_PAGE TEXT:_
◆ ◆ ◆ ◆ ◆ ◆ ◆

02 September 2011

The Bill Hillar Debacle: Who's to Blame?

If you don't know who Bill Hillar is, or you haven't heard the latest news on how he frauded law enforcement, military personnel and the anti-trafficking movement into thinking he had significant special-ops military experience "rescuing" victims of sex trafficking around the world, read here.

Hillar not only lied about his military past, but plagiarized news coverage and stories from the media, even claiming that the film Taken was based on his own life. He provided training for law enforcement, military personnel, and even counseled trafficking survivors. All based on a lie.

How could he do this? How did he do this? While there is no doubt that Hillar himself is the first person to blame, we should also consider some other factors.

There's no doubt - the international anti-trafficking movement is growing very quickly. While it is a positive thing that international media have picked up on spreading the news that "slavery still exists" in our own backyards, this type of mass media explosion also comes with negative consequences. Mass media avenues sensationalize their stories. Journalists want to lure people in, capture their audience's attention, excite the masses, appeal to the emotions, etc - even to the extent that the facts are compromised.

◆ ◆ ◆ ◆ ◆ ◆ ◆

_SHORT EXERCISE A:_
Copy the stretch of the Bill Hillar article from "There's no doubt" through "facts are compromised.".
_SHORT EXERCISE B:_
Carry on the article about the Bill Hillar debacle from the point where it stops.
The listing after this point is separate material, unrelated to the article about Bill Hillar.

_SUPPLIED INFORMATION:_
◆ ◆ ◆ ◆ ◆ ◆ ◆

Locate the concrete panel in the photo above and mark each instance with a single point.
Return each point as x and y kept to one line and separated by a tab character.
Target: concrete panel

◆ ◆ ◆ ◆ ◆ ◆ ◆

_RESPONSE A:_
There's no doubt - the international anti-trafficking movement is growing very quickly. While it is a positive thing that international media have picked up on spreading the news that "slavery still exists" in our own backyards, this type of mass media explosion also comes with negative consequences. Mass media avenues sensationalize their stories. Journalists want to lure people in, capture their audience's attention, excite the masses, appeal to the emotions, etc - even to the extent that the facts are compromised.

_RESPONSE B:_
So yes, people are learning that human trafficking is out there, but they are also picking up on information that omits the facts, distorts the truth, and focuses on a purely emotional response.

Yes, human trafficking is a terrible tragedy, and we should be upset about it. But human trafficking is also incredibly complex, with numerous push/pull factors, and evidence-based research tell us there are appropriate (and inappropriate) responses. Human trafficking is not just about sex, it is not just about children, and it is not about vigilante rescue. Unfortunately, many people are unknowingly drawn into the spectacle of mass media, and unfortunately many of these people then turn around and spread information the same way.

So what does this have to do with Bill Hillar? We need to ask ourselves why Hillar did this in the first place. Hillar says people "assumed" he was in the military due to his passionate teaching. He never denied people's assumptions, and then he eventually "adopted" them. While this kind of behavior is certainly unacceptable, we have to honestly consider whether what Hillar was telling people was what they wanted to hear. Hillar was able to manipulate people because he had the kind of information everyone was looking for - heart-wrenching, dramatic, emotional stories of rescue. His sensationalized stories were what was compelling about him; it's why people wanted to hear him speak, and it's why he was so successful at manipulation.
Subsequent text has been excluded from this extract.